Document excerpt:

******

In Jensen et al (1989) the effect of changing \(Re\) and of introducing roughness elements
onto the wall are also discussed and presented.
{{ figs:case029:tpbl-geom.png |Flow conditions}}
====Experimental Details====
===Experimental Set-up===
The experiments were carried out in a U-shaped oscillatory-flow water tunnel.
The working section was 10 m long and 0.39 m wide. Its height was \(H = 0.28\) m
in most of the tests of the present study.
The top and side walls
of the working section were made of smooth, transparent Perspex plates.
The oscillatory flow in the tunnel was driven by an electronically controlled
pneumatic system. In the tests, the flow was maintained near its resonant period,
which is 9.72 s. The spectra of the velocity at the centreline of the tunnel
indicated that the contributions from the second and third harmonics to the motion
are negligible for all practical purposes.

******

Raw data:
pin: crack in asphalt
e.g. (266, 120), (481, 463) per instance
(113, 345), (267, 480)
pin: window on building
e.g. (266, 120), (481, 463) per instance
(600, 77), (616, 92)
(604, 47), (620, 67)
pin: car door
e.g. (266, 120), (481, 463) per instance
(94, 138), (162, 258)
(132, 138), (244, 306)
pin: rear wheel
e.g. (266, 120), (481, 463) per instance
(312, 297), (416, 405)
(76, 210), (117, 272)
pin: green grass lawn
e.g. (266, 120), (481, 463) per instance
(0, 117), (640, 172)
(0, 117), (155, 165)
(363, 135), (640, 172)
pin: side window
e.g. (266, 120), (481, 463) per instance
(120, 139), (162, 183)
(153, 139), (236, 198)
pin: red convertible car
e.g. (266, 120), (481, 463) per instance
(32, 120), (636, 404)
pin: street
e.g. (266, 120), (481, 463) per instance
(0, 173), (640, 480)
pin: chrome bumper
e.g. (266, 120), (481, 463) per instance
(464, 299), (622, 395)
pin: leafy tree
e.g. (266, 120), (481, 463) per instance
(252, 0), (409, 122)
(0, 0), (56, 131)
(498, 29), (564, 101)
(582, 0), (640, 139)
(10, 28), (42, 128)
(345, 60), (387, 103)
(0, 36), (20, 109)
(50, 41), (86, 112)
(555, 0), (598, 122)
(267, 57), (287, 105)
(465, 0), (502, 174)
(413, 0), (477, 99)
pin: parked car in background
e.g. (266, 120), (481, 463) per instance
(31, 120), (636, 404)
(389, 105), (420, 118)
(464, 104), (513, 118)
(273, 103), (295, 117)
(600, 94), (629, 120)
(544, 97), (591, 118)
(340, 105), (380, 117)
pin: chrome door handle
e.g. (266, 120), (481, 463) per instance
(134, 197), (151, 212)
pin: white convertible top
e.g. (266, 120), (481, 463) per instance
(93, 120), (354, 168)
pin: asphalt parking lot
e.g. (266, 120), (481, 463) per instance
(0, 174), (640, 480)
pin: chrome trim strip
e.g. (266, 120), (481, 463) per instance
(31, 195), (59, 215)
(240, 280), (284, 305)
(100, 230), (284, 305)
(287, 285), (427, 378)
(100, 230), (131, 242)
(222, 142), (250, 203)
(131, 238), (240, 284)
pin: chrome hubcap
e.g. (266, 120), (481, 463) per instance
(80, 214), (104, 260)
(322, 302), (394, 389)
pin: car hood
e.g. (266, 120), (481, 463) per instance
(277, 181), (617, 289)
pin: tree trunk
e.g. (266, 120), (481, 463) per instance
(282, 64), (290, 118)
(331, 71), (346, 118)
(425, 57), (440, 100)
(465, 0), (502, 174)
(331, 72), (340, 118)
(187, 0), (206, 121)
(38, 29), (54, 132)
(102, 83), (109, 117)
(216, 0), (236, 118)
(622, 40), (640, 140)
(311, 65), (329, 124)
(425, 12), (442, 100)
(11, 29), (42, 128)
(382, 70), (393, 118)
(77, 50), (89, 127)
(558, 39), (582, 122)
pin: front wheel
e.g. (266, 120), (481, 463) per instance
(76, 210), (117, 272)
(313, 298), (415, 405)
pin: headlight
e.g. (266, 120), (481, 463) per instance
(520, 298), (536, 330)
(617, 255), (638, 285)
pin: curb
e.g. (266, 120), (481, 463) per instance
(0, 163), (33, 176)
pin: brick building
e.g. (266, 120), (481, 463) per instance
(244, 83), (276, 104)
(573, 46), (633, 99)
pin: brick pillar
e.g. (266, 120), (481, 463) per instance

******

Directions:
a - From the water tunnel excerpt, list every numerical value that is given with a unit of measurement, along with what each one measures.
b - Answer these questions using the water tunnel excerpt:
(i) What shape was the water tunnel?
(ii) What were the top and side walls of the working section made of?
(iii) What drove the oscillatory flow in the tunnel?
c - Reproduce the water tunnel excerpt word for word, from "In Jensen et" up to and including "the present study.".

Answers to the problems:
a -
- 10 m: length of the working section
- 0.39 m: width of the working section
- 0.28 m: height \(H\) of the working section in most tests
- 9.72 s: resonant period of the flow

b -
(i) U-shaped
(ii) Smooth, transparent Perspex plates
(iii) An electronically controlled pneumatic system

c -
In Jensen et al (1989) the effect of changing \(Re\) and of introducing roughness elements
onto the wall are also discussed and presented.
{{ figs:case029:tpbl-geom.png |Flow conditions}}
====Experimental Details====
===Experimental Set-up===
The experiments were carried out in a U-shaped oscillatory-flow water tunnel.
The working section was 10 m long and 0.39 m wide. Its height was \(H = 0.28\) m
in most of the tests of the present study.